-- START Input --

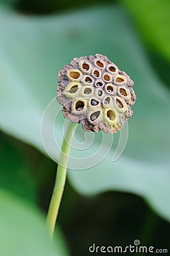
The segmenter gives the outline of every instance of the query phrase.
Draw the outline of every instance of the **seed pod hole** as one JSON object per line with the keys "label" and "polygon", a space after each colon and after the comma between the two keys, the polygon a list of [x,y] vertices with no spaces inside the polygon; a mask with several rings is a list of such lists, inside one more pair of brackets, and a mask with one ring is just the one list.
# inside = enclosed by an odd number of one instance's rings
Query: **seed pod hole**
{"label": "seed pod hole", "polygon": [[122,104],[120,100],[118,100],[118,98],[116,100],[116,103],[117,106],[120,109],[122,109],[124,107],[123,104]]}
{"label": "seed pod hole", "polygon": [[90,115],[90,119],[92,121],[96,120],[96,119],[97,119],[99,117],[100,114],[100,111],[97,111],[96,112],[93,113]]}
{"label": "seed pod hole", "polygon": [[96,83],[96,86],[97,86],[97,87],[101,87],[101,86],[102,86],[102,85],[103,85],[103,84],[101,82],[97,82]]}
{"label": "seed pod hole", "polygon": [[110,76],[109,76],[108,75],[105,75],[104,76],[104,79],[106,81],[110,81]]}
{"label": "seed pod hole", "polygon": [[92,90],[90,88],[86,88],[84,90],[84,94],[90,94],[91,93]]}
{"label": "seed pod hole", "polygon": [[75,109],[76,111],[81,111],[83,109],[84,103],[83,101],[78,101],[75,104]]}
{"label": "seed pod hole", "polygon": [[101,62],[99,61],[99,60],[97,60],[97,61],[96,61],[96,65],[97,65],[98,67],[100,67],[100,68],[104,67],[103,64],[101,63]]}
{"label": "seed pod hole", "polygon": [[98,90],[98,92],[97,92],[97,94],[99,95],[99,96],[101,96],[101,95],[103,94],[103,92],[102,92],[102,90]]}
{"label": "seed pod hole", "polygon": [[99,71],[97,71],[97,70],[95,70],[94,72],[94,76],[95,76],[96,77],[99,77]]}
{"label": "seed pod hole", "polygon": [[108,105],[109,104],[110,102],[110,98],[109,98],[108,97],[104,101],[104,104],[105,105]]}
{"label": "seed pod hole", "polygon": [[74,79],[78,79],[80,76],[80,73],[76,71],[71,71],[71,72],[69,73],[69,76]]}
{"label": "seed pod hole", "polygon": [[123,88],[120,88],[120,93],[122,96],[127,96],[128,95],[126,90],[125,90],[125,89]]}
{"label": "seed pod hole", "polygon": [[70,93],[75,93],[78,89],[78,85],[74,85],[71,87],[71,88],[70,89],[70,90],[68,91],[68,92]]}
{"label": "seed pod hole", "polygon": [[109,86],[107,87],[107,90],[108,92],[111,93],[112,92],[113,92],[113,89],[112,86]]}
{"label": "seed pod hole", "polygon": [[96,100],[94,100],[94,99],[91,100],[91,105],[92,106],[96,106],[98,104],[99,104],[99,102],[96,101]]}
{"label": "seed pod hole", "polygon": [[111,72],[115,72],[116,71],[116,68],[113,66],[109,67],[108,69],[111,71]]}
{"label": "seed pod hole", "polygon": [[92,80],[89,76],[87,76],[85,79],[85,82],[92,82]]}
{"label": "seed pod hole", "polygon": [[107,112],[107,117],[111,121],[113,121],[116,118],[115,114],[112,110],[108,110]]}
{"label": "seed pod hole", "polygon": [[90,68],[89,65],[86,63],[83,63],[82,65],[82,67],[86,71],[87,71]]}
{"label": "seed pod hole", "polygon": [[122,82],[124,81],[124,79],[122,79],[121,77],[117,77],[116,79],[116,82]]}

-- END Input --

*Set problem*
Reproduce each entry precisely, dropping only the pictures.

*Worked answer*
The segmenter gives the outline of every instance of the query phrase.
Draw the outline of every instance of the **seed pod hole** as one JSON object per line with the keys "label" and "polygon", a space after each colon and after the comma between the two keys, the polygon a list of [x,y] vertices with no spaces inside the polygon; a mask with several rings is a list of such lists, inside one more pair of brackets, and a mask with one ring is just the one list.
# inside = enclosed by an odd number of one instance's rings
Query: **seed pod hole**
{"label": "seed pod hole", "polygon": [[122,104],[120,100],[118,100],[118,98],[116,100],[116,103],[117,106],[120,109],[122,109],[124,107],[123,104]]}
{"label": "seed pod hole", "polygon": [[90,115],[90,119],[92,121],[96,120],[96,119],[97,119],[99,117],[100,114],[100,111],[97,111],[96,112],[93,113]]}
{"label": "seed pod hole", "polygon": [[96,83],[96,86],[97,86],[97,87],[101,87],[101,86],[102,86],[102,85],[103,85],[103,84],[101,82],[97,82]]}
{"label": "seed pod hole", "polygon": [[110,76],[109,76],[108,75],[105,75],[104,76],[104,79],[106,81],[110,81]]}
{"label": "seed pod hole", "polygon": [[92,90],[90,88],[86,88],[84,90],[84,94],[90,94],[91,93]]}
{"label": "seed pod hole", "polygon": [[75,109],[76,111],[81,111],[83,109],[84,103],[83,101],[78,101],[75,104]]}
{"label": "seed pod hole", "polygon": [[101,62],[99,61],[99,60],[97,60],[97,61],[96,61],[96,65],[97,65],[98,67],[100,67],[100,68],[104,67],[103,64],[101,63]]}
{"label": "seed pod hole", "polygon": [[98,90],[98,92],[97,92],[97,94],[99,95],[99,96],[101,96],[101,95],[103,94],[103,92],[102,92],[102,90]]}
{"label": "seed pod hole", "polygon": [[99,71],[97,71],[97,70],[95,70],[94,72],[94,76],[95,76],[96,77],[99,77]]}
{"label": "seed pod hole", "polygon": [[108,105],[109,104],[110,102],[110,98],[109,98],[108,97],[104,101],[104,104],[105,105]]}
{"label": "seed pod hole", "polygon": [[74,79],[78,79],[80,76],[80,73],[76,71],[71,71],[71,72],[69,73],[69,76]]}
{"label": "seed pod hole", "polygon": [[123,88],[120,88],[120,93],[122,96],[127,96],[128,95],[126,90],[125,90],[125,89]]}
{"label": "seed pod hole", "polygon": [[70,93],[75,93],[78,89],[78,85],[74,85],[71,87],[71,88],[70,89],[70,90],[68,91],[68,92]]}
{"label": "seed pod hole", "polygon": [[109,86],[107,87],[107,90],[108,92],[111,93],[112,92],[113,92],[113,89],[112,86]]}
{"label": "seed pod hole", "polygon": [[96,100],[94,100],[94,99],[91,100],[91,105],[92,106],[96,106],[98,104],[99,104],[99,102],[96,101]]}
{"label": "seed pod hole", "polygon": [[111,72],[115,72],[116,71],[116,68],[113,66],[109,67],[108,69],[111,71]]}
{"label": "seed pod hole", "polygon": [[92,80],[89,76],[87,76],[85,79],[85,82],[92,82]]}
{"label": "seed pod hole", "polygon": [[107,112],[107,117],[111,121],[113,121],[116,118],[115,114],[112,110],[108,110]]}
{"label": "seed pod hole", "polygon": [[90,68],[89,65],[86,63],[83,63],[82,65],[82,67],[86,71],[87,71]]}
{"label": "seed pod hole", "polygon": [[122,82],[124,81],[124,79],[122,79],[121,77],[117,77],[116,79],[116,82]]}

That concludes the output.